start ENTRIES
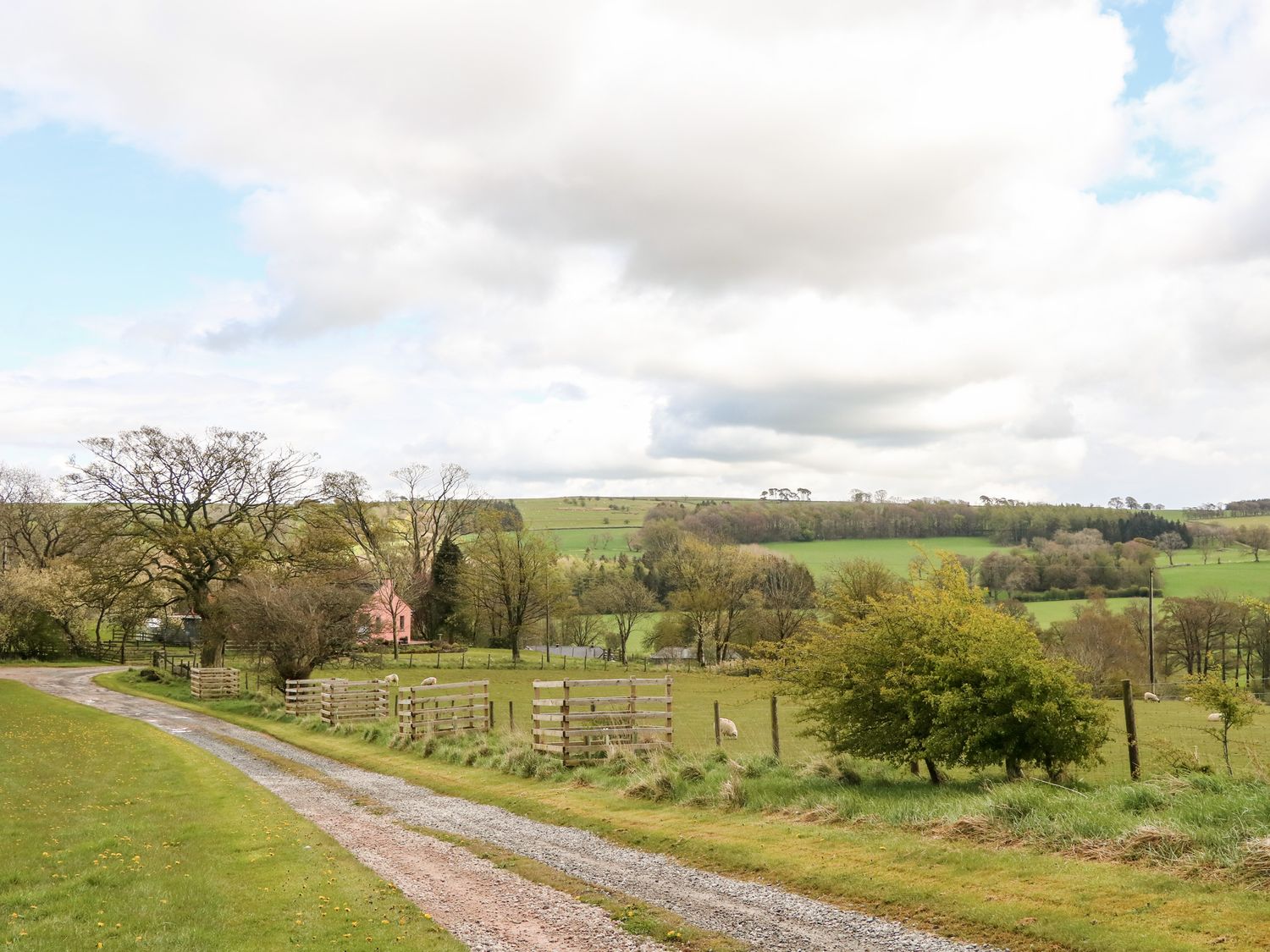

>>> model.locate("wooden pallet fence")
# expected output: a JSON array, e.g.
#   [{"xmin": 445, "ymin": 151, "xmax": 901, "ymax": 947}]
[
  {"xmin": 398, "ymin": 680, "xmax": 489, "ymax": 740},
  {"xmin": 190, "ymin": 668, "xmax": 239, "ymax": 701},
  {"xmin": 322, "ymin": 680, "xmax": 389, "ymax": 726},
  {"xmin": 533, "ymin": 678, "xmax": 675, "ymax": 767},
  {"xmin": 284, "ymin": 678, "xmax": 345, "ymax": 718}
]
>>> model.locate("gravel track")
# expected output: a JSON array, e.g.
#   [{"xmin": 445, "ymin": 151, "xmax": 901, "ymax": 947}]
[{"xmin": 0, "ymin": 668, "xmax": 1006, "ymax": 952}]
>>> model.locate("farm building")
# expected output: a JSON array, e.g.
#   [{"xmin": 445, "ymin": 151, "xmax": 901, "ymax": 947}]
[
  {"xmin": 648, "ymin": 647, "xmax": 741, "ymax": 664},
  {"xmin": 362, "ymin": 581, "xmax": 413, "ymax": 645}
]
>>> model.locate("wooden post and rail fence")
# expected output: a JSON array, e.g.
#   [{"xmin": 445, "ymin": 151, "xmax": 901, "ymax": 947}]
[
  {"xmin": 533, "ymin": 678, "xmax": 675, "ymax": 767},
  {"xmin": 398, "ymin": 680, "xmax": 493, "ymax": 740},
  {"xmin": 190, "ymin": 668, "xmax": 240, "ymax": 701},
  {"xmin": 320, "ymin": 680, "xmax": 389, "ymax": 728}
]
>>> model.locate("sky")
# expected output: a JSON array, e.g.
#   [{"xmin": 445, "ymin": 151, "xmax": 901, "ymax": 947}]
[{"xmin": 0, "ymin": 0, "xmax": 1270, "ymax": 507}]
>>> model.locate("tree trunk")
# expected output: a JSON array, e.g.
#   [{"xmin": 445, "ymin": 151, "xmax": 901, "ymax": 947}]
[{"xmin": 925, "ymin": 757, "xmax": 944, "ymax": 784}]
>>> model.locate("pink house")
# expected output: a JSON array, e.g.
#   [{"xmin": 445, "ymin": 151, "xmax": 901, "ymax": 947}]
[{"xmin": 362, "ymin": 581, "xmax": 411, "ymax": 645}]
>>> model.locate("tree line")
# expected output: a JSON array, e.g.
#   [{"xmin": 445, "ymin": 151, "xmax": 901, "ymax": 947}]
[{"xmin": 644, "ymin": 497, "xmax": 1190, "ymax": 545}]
end ENTRIES
◆ OBJECTIVE
Please retype, without any change, the part of the entries that opens with the line containing "post and rail" and closes with the final line of the entries.

◆ SOLVED EXERCISE
>>> model.locate("wooden post and rail fence")
# expected output: a JSON array, e.g.
#   [{"xmin": 445, "ymin": 151, "xmax": 901, "ymax": 947}]
[
  {"xmin": 533, "ymin": 678, "xmax": 675, "ymax": 767},
  {"xmin": 398, "ymin": 680, "xmax": 493, "ymax": 740},
  {"xmin": 190, "ymin": 668, "xmax": 240, "ymax": 701},
  {"xmin": 320, "ymin": 680, "xmax": 389, "ymax": 728}
]
>>> model.locate("sky")
# expected output: a JSON array, e.g.
#   [{"xmin": 445, "ymin": 151, "xmax": 901, "ymax": 947}]
[{"xmin": 0, "ymin": 0, "xmax": 1270, "ymax": 507}]
>>> model.locate("tree trunk")
# expected output: a JSON array, e.g.
#   [{"xmin": 445, "ymin": 151, "xmax": 901, "ymax": 947}]
[{"xmin": 925, "ymin": 757, "xmax": 944, "ymax": 784}]
>>> model.locate("pink house")
# expected output: a JSON array, e.g.
#   [{"xmin": 445, "ymin": 151, "xmax": 901, "ymax": 947}]
[{"xmin": 362, "ymin": 581, "xmax": 411, "ymax": 645}]
>>> model.locate("tree line")
# expected output: a JSON array, e.g.
#   [{"xmin": 445, "ymin": 151, "xmax": 901, "ymax": 947}]
[{"xmin": 644, "ymin": 497, "xmax": 1190, "ymax": 545}]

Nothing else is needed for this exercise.